Stored data:

******************************

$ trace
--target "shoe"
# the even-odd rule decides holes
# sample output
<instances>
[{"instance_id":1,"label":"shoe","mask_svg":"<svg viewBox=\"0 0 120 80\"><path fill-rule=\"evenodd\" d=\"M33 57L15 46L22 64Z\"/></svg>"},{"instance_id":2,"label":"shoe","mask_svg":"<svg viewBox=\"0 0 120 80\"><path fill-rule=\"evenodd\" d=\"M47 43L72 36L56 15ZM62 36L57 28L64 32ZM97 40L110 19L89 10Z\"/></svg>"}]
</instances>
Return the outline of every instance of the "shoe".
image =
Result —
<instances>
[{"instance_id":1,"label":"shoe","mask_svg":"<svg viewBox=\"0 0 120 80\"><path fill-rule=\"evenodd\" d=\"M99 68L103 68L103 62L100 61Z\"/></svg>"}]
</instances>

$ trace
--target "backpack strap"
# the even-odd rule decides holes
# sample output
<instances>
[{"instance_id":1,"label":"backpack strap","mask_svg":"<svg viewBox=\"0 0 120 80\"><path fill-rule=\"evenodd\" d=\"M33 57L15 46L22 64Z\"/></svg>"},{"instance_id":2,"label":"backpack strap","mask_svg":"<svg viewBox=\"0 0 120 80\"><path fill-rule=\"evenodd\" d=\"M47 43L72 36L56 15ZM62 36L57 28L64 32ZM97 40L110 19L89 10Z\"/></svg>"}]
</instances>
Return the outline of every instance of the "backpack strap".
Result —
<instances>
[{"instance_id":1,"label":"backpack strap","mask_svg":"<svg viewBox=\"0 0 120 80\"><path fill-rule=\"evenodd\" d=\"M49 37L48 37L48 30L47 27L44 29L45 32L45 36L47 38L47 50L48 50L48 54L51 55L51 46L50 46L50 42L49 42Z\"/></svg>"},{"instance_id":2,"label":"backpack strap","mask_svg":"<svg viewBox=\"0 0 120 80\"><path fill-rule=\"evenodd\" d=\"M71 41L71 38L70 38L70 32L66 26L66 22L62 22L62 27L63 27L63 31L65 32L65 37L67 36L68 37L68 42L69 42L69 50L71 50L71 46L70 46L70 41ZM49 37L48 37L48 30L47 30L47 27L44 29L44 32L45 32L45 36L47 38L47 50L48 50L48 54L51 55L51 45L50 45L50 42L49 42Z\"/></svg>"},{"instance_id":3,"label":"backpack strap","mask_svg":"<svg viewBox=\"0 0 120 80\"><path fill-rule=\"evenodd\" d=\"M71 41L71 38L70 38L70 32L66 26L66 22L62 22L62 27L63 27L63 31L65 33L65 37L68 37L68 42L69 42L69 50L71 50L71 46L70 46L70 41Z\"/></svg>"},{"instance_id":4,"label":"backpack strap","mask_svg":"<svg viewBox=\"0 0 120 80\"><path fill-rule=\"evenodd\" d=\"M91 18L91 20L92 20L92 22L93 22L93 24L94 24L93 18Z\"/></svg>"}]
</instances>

******************************

Update the entries above by replacing every "sample output" with "reference output" and leaving everything else unchanged.

$ trace
--target "shoe"
# the even-odd rule decides holes
# reference output
<instances>
[{"instance_id":1,"label":"shoe","mask_svg":"<svg viewBox=\"0 0 120 80\"><path fill-rule=\"evenodd\" d=\"M33 57L15 46L22 64Z\"/></svg>"},{"instance_id":2,"label":"shoe","mask_svg":"<svg viewBox=\"0 0 120 80\"><path fill-rule=\"evenodd\" d=\"M47 43L72 36L56 15ZM62 36L57 28L64 32ZM97 40L110 19L89 10Z\"/></svg>"}]
</instances>
Return the outline of every instance of the "shoe".
image =
Result —
<instances>
[{"instance_id":1,"label":"shoe","mask_svg":"<svg viewBox=\"0 0 120 80\"><path fill-rule=\"evenodd\" d=\"M99 68L103 68L103 62L100 61Z\"/></svg>"}]
</instances>

$ trace
--target "backpack strap"
# the even-odd rule decides holes
# reference output
<instances>
[{"instance_id":1,"label":"backpack strap","mask_svg":"<svg viewBox=\"0 0 120 80\"><path fill-rule=\"evenodd\" d=\"M33 57L15 46L22 64Z\"/></svg>"},{"instance_id":2,"label":"backpack strap","mask_svg":"<svg viewBox=\"0 0 120 80\"><path fill-rule=\"evenodd\" d=\"M47 43L72 36L56 15ZM62 36L57 28L64 32ZM97 40L110 19L89 10Z\"/></svg>"}]
</instances>
Return the outline of every instance of the "backpack strap".
Result —
<instances>
[{"instance_id":1,"label":"backpack strap","mask_svg":"<svg viewBox=\"0 0 120 80\"><path fill-rule=\"evenodd\" d=\"M49 37L48 37L48 30L47 27L44 29L45 32L45 36L47 38L47 50L48 50L48 54L51 55L51 46L50 46L50 42L49 42Z\"/></svg>"},{"instance_id":2,"label":"backpack strap","mask_svg":"<svg viewBox=\"0 0 120 80\"><path fill-rule=\"evenodd\" d=\"M71 41L71 38L70 38L70 32L66 26L66 22L62 22L62 27L63 27L63 31L65 32L65 37L67 36L68 37L68 42L69 42L69 50L71 50L71 46L70 46L70 41ZM49 37L48 37L48 30L47 30L47 27L44 29L44 32L45 32L45 36L47 38L47 50L48 50L48 54L51 55L51 45L50 45L50 42L49 42Z\"/></svg>"},{"instance_id":3,"label":"backpack strap","mask_svg":"<svg viewBox=\"0 0 120 80\"><path fill-rule=\"evenodd\" d=\"M71 41L71 38L70 38L70 32L66 26L66 22L62 22L62 27L63 27L63 31L65 33L65 37L68 37L68 42L69 42L69 50L71 50L71 46L70 46L70 41Z\"/></svg>"},{"instance_id":4,"label":"backpack strap","mask_svg":"<svg viewBox=\"0 0 120 80\"><path fill-rule=\"evenodd\" d=\"M91 18L91 20L92 20L92 22L93 22L93 24L94 24L93 18Z\"/></svg>"}]
</instances>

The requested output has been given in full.